▶ [CONSIGNE DONNÉE]:
Recopiez à l'identique les enregistrements, depuis leur début jusqu'à la ligne contenant « 704, 593, 748, 670 », celle-ci comprise. Laissez les images de côté dans votre réponse.
+++ DONNÉES À UTILISER +++
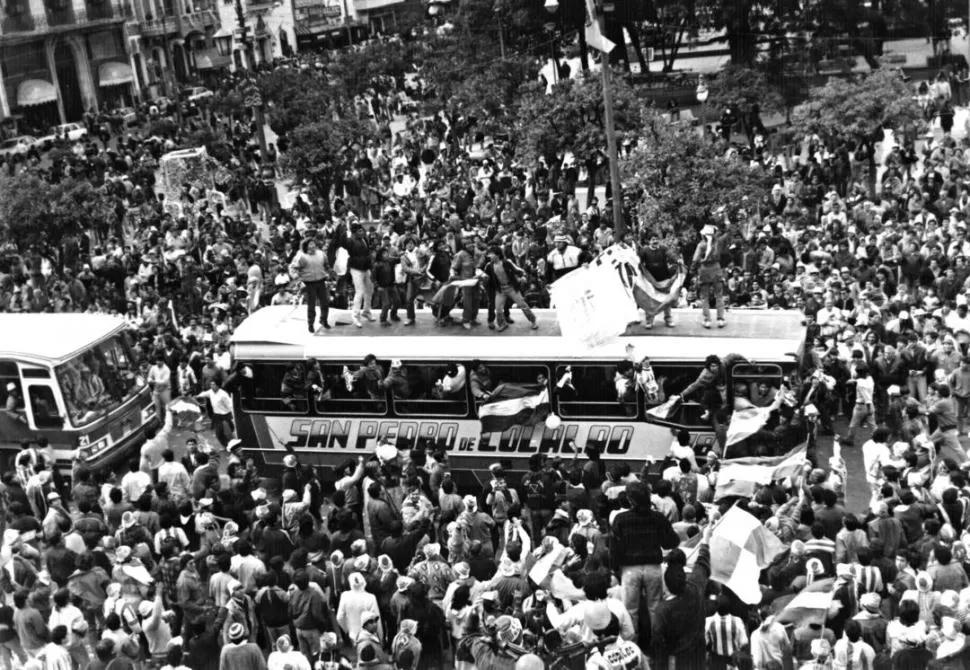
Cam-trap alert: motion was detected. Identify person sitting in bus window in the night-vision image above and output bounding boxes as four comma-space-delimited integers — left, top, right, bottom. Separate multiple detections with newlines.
347, 354, 384, 400
435, 363, 467, 400
380, 358, 411, 400
280, 363, 306, 411
304, 358, 331, 402
680, 354, 724, 421
4, 382, 27, 423
471, 360, 495, 402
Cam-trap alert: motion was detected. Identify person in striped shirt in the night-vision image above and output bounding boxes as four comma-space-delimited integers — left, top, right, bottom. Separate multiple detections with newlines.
704, 593, 748, 670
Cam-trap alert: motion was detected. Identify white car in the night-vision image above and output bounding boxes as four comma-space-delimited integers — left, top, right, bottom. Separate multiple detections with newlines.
185, 86, 214, 102
37, 123, 88, 149
0, 135, 37, 160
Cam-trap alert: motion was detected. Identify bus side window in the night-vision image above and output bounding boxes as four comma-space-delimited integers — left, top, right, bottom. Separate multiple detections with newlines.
314, 360, 389, 416
553, 365, 637, 419
392, 361, 468, 416
27, 386, 64, 428
731, 363, 783, 408
240, 362, 308, 414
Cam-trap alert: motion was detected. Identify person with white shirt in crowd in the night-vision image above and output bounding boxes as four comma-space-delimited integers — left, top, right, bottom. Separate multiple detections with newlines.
195, 380, 235, 447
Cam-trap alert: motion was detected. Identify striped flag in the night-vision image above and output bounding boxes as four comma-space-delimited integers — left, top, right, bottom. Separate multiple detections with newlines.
724, 407, 773, 450
714, 442, 808, 501
478, 384, 549, 433
711, 507, 785, 605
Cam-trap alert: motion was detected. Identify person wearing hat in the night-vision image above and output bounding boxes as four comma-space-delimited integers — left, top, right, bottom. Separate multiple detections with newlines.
219, 623, 266, 670
691, 224, 725, 328
546, 235, 584, 281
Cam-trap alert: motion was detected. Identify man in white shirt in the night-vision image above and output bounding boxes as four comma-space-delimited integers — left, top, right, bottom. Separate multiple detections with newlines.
147, 354, 172, 417
195, 381, 235, 447
862, 426, 894, 499
849, 364, 876, 446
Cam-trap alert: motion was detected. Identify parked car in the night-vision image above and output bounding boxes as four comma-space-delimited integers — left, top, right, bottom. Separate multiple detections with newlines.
0, 135, 38, 161
37, 123, 88, 150
185, 86, 214, 102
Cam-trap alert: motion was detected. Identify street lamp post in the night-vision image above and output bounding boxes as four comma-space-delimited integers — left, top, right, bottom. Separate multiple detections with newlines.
697, 75, 711, 137
542, 0, 559, 85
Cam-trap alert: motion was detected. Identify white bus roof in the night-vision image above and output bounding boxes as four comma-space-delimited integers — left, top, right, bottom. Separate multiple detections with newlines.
0, 314, 129, 365
232, 305, 805, 362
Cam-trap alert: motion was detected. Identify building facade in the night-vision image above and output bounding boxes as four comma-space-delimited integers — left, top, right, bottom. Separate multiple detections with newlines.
0, 0, 137, 126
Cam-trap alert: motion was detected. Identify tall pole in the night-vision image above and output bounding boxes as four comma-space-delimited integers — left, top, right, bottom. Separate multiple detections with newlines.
596, 6, 626, 240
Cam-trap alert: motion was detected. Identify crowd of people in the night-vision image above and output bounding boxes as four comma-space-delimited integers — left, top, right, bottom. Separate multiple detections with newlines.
7, 18, 970, 670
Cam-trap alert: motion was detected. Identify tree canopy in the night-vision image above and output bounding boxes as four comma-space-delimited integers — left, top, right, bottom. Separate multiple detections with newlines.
620, 110, 771, 232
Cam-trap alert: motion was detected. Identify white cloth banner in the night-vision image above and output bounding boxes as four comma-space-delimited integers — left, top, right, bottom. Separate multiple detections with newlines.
550, 262, 640, 347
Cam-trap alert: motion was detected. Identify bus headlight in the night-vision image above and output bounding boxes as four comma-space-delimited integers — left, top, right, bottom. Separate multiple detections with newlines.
141, 403, 155, 425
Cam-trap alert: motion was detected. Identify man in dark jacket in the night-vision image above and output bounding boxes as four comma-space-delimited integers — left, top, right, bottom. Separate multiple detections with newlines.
651, 524, 712, 670
485, 246, 539, 332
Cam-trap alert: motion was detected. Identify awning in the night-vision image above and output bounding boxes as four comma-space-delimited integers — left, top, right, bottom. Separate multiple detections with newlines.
98, 61, 135, 86
17, 79, 57, 107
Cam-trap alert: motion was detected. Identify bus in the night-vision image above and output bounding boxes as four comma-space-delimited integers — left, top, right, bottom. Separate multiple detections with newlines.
230, 305, 806, 490
0, 314, 159, 472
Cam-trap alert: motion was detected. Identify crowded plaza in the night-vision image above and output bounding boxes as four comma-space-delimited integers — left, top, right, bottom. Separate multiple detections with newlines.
7, 10, 970, 670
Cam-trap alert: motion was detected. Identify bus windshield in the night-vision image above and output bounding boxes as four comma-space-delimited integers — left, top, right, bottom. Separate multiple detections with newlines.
56, 335, 140, 428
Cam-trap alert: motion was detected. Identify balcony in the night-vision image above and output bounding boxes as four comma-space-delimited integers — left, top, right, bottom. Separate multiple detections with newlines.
179, 9, 219, 37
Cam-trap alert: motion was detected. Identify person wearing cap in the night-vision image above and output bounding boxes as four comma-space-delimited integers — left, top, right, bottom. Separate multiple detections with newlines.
378, 358, 411, 400
546, 235, 583, 281
691, 224, 725, 328
219, 623, 266, 670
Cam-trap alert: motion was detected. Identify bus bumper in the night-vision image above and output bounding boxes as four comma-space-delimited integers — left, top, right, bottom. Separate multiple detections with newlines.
82, 416, 161, 471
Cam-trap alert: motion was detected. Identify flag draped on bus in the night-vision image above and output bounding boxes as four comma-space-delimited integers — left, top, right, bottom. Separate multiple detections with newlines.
714, 442, 808, 501
478, 384, 549, 433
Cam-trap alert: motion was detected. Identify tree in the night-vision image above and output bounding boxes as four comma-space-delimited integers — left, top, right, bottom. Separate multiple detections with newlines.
791, 70, 925, 191
0, 171, 115, 250
515, 76, 643, 179
620, 110, 771, 234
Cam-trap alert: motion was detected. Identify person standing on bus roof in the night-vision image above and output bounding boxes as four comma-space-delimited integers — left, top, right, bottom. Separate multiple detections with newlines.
344, 225, 374, 328
640, 231, 677, 329
195, 381, 235, 447
691, 224, 725, 328
290, 239, 330, 333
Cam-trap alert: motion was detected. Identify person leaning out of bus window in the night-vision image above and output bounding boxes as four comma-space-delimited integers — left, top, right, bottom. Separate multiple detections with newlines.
380, 358, 411, 400
3, 382, 27, 423
195, 381, 235, 447
668, 354, 724, 421
434, 363, 467, 400
290, 240, 330, 333
348, 354, 384, 400
471, 360, 495, 402
147, 354, 172, 417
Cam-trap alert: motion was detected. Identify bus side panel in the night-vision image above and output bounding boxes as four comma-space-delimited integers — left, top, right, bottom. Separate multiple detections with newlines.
242, 413, 713, 472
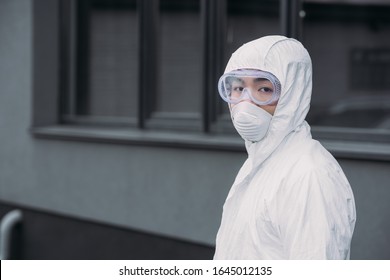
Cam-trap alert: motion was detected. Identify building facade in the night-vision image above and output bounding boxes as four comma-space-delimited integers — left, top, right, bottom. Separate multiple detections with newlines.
0, 0, 390, 259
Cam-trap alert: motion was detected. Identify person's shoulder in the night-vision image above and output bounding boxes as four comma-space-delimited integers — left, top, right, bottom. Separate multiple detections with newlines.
292, 140, 340, 177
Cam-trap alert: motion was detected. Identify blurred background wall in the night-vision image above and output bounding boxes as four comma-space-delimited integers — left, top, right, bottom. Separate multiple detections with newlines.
0, 0, 390, 259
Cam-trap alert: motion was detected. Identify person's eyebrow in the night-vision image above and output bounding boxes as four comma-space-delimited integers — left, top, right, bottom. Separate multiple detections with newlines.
254, 78, 269, 82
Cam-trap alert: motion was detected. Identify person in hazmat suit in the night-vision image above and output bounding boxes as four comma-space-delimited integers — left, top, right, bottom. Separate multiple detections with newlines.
214, 36, 356, 260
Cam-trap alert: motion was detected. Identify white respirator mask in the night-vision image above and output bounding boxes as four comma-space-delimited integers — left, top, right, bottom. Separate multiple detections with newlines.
231, 101, 272, 142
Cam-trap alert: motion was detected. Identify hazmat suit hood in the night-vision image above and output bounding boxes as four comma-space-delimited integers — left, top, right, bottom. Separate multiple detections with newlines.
225, 36, 312, 172
214, 36, 356, 259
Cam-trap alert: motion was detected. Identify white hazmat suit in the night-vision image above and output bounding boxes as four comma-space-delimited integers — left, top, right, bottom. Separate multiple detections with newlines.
214, 36, 356, 260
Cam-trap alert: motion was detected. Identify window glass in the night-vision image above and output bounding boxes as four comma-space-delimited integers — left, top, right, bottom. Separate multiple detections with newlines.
302, 0, 390, 131
152, 0, 203, 119
77, 0, 139, 117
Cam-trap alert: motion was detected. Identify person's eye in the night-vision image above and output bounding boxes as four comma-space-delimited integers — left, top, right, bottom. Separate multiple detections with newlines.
259, 87, 274, 93
233, 87, 244, 92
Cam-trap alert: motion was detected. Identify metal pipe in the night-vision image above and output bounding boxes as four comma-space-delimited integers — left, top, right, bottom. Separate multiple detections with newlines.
0, 210, 23, 260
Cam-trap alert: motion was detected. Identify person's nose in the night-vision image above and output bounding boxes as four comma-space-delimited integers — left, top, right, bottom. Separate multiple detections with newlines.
241, 88, 252, 101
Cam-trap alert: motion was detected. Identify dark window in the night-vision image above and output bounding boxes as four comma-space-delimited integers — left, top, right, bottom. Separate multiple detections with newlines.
302, 0, 390, 132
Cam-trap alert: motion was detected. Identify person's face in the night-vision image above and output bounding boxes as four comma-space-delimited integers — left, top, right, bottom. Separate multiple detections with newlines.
231, 77, 278, 115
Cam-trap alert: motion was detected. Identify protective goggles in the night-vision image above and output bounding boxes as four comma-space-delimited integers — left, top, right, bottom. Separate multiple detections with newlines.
218, 69, 281, 105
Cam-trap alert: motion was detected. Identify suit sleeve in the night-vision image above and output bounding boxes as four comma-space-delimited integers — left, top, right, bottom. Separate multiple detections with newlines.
276, 165, 355, 259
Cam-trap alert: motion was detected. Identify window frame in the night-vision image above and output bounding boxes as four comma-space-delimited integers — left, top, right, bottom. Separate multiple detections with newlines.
30, 0, 390, 161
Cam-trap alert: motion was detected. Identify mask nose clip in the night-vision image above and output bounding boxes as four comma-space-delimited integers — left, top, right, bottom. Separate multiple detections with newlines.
240, 88, 252, 101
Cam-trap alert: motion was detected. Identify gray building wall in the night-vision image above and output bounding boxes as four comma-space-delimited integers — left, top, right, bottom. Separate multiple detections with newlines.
0, 0, 390, 259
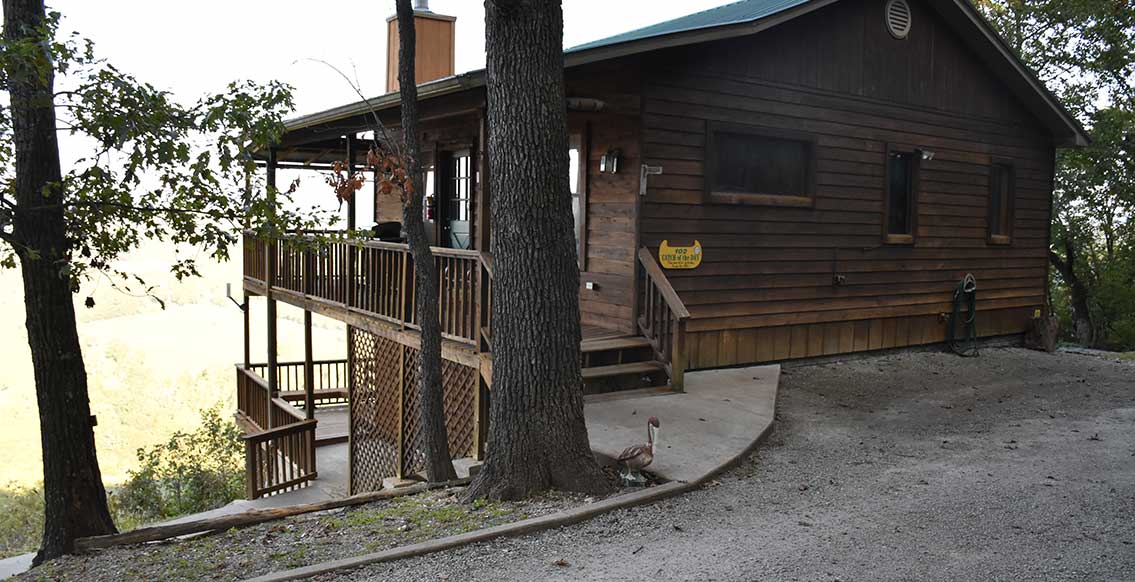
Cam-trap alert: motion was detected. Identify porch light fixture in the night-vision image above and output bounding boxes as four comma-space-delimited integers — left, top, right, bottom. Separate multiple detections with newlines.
599, 150, 623, 174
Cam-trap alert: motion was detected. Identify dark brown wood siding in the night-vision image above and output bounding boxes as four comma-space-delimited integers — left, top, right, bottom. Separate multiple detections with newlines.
640, 0, 1053, 368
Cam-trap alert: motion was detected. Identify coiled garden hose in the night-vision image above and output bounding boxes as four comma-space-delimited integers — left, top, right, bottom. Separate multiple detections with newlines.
945, 273, 977, 357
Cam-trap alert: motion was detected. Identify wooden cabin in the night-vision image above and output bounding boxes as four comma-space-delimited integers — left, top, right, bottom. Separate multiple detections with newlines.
230, 0, 1087, 495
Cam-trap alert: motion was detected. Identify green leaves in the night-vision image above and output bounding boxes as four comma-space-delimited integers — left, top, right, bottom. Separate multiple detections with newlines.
975, 0, 1135, 349
0, 14, 328, 288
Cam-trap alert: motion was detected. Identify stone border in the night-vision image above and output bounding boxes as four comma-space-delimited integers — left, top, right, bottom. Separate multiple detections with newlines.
250, 417, 775, 582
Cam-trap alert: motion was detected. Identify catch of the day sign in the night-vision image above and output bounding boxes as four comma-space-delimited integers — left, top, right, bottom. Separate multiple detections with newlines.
658, 241, 701, 269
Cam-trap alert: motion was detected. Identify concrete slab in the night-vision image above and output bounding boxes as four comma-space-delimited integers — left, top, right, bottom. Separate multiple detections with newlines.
583, 365, 780, 482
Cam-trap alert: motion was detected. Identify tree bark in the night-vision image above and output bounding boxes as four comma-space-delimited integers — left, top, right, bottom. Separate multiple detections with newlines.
468, 0, 609, 499
397, 0, 457, 482
3, 0, 116, 564
1049, 236, 1095, 347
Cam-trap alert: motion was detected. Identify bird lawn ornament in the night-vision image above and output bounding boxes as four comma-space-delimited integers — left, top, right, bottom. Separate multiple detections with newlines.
615, 416, 661, 486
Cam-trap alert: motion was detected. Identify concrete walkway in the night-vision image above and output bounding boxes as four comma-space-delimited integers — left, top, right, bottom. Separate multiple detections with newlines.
0, 442, 347, 580
0, 554, 35, 580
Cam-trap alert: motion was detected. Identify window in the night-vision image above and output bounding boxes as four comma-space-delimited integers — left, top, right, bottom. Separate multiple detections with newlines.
883, 150, 918, 244
568, 127, 587, 270
706, 121, 815, 206
989, 162, 1014, 245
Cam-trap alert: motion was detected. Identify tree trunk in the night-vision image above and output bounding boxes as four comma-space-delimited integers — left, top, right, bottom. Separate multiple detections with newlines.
3, 0, 116, 564
468, 0, 609, 499
1049, 236, 1095, 347
397, 0, 457, 482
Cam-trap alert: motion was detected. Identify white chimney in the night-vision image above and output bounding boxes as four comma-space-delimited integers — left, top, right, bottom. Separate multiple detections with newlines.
386, 0, 456, 93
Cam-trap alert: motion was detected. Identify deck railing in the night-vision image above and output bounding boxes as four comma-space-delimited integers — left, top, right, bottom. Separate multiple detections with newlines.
236, 365, 317, 499
249, 360, 347, 410
244, 233, 481, 344
638, 248, 690, 391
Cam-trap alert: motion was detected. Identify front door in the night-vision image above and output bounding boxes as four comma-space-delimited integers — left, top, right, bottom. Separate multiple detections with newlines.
440, 150, 473, 248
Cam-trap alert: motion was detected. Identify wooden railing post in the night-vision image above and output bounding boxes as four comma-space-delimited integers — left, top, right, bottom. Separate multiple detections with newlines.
394, 344, 406, 480
398, 250, 413, 329
670, 319, 686, 393
303, 310, 315, 420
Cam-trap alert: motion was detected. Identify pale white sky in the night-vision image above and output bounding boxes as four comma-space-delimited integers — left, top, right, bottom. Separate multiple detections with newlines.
48, 0, 730, 226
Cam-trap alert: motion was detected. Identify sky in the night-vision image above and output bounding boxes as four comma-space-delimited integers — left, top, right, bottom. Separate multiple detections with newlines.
41, 0, 729, 226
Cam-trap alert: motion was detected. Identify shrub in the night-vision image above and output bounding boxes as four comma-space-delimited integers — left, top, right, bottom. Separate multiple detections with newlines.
111, 405, 244, 521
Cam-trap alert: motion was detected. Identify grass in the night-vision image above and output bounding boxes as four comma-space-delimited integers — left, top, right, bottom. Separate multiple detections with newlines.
22, 489, 562, 581
0, 243, 345, 556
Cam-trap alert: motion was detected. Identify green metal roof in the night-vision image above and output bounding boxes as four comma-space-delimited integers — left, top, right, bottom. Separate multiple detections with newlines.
566, 0, 812, 53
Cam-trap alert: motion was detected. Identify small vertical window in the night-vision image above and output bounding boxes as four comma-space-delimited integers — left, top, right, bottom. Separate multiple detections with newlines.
568, 133, 587, 269
883, 150, 918, 244
989, 162, 1014, 245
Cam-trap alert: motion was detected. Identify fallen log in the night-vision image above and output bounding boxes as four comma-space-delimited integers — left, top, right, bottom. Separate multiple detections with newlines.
75, 478, 470, 553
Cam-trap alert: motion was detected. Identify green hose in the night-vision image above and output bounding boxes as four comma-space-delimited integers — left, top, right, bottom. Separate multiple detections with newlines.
945, 273, 977, 357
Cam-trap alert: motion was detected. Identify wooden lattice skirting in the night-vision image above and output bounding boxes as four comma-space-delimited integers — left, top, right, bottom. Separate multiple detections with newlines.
348, 327, 480, 495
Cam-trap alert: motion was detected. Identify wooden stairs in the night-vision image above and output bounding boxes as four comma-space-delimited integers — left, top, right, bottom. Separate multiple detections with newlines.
580, 336, 670, 395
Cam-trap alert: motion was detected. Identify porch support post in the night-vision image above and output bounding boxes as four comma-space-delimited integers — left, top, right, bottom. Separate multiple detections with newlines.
264, 147, 279, 429
347, 134, 359, 230
303, 310, 316, 420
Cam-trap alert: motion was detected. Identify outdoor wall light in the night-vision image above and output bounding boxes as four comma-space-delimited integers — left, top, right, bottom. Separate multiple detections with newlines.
599, 150, 623, 174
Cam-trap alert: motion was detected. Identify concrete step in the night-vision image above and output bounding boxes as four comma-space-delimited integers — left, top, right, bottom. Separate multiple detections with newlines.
583, 383, 679, 404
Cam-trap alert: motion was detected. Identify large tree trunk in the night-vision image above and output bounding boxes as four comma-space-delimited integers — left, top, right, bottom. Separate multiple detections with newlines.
3, 0, 116, 564
397, 0, 457, 482
469, 0, 609, 499
1049, 236, 1095, 347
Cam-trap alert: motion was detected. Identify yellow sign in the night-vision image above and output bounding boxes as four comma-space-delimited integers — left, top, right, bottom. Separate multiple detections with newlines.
658, 241, 701, 269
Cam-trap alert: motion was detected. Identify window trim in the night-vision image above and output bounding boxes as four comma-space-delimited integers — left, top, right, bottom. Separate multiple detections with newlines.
882, 143, 922, 245
985, 158, 1017, 245
703, 121, 816, 208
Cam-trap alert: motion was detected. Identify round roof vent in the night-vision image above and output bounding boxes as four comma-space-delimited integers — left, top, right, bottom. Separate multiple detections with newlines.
884, 0, 910, 39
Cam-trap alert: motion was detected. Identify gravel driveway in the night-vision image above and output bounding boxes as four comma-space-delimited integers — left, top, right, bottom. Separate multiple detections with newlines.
325, 348, 1135, 582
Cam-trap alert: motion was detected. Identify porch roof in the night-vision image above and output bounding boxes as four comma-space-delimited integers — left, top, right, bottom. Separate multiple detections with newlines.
257, 0, 1090, 163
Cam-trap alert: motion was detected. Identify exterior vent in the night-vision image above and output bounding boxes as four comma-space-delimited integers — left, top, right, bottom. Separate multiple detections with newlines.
885, 0, 910, 40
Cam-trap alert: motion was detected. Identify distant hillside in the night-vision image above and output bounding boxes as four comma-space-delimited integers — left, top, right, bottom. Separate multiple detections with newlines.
0, 244, 345, 487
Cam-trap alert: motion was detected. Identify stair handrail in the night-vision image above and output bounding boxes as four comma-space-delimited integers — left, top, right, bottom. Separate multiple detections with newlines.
638, 246, 690, 391
639, 246, 690, 319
+++
▶ [RÉPONSE CI-DESSOUS]:
Cam-trap alert: motion was detected. Identify person sitting in bus window in the night-vision image above and output bounding boxes as four comma-space-delimited integers — left, top, right, bottom. Separate multiple detections with newlines.
347, 354, 384, 400
435, 363, 467, 400
380, 358, 411, 400
280, 363, 306, 411
304, 358, 331, 402
680, 354, 724, 421
4, 382, 27, 423
471, 360, 495, 402
Cam-trap alert: motion was detected. Identify person in striped shirt in the night-vision image above and output bounding boxes as four comma-space-delimited integers — left, top, right, bottom. Separate multiple detections with newlines.
704, 593, 748, 670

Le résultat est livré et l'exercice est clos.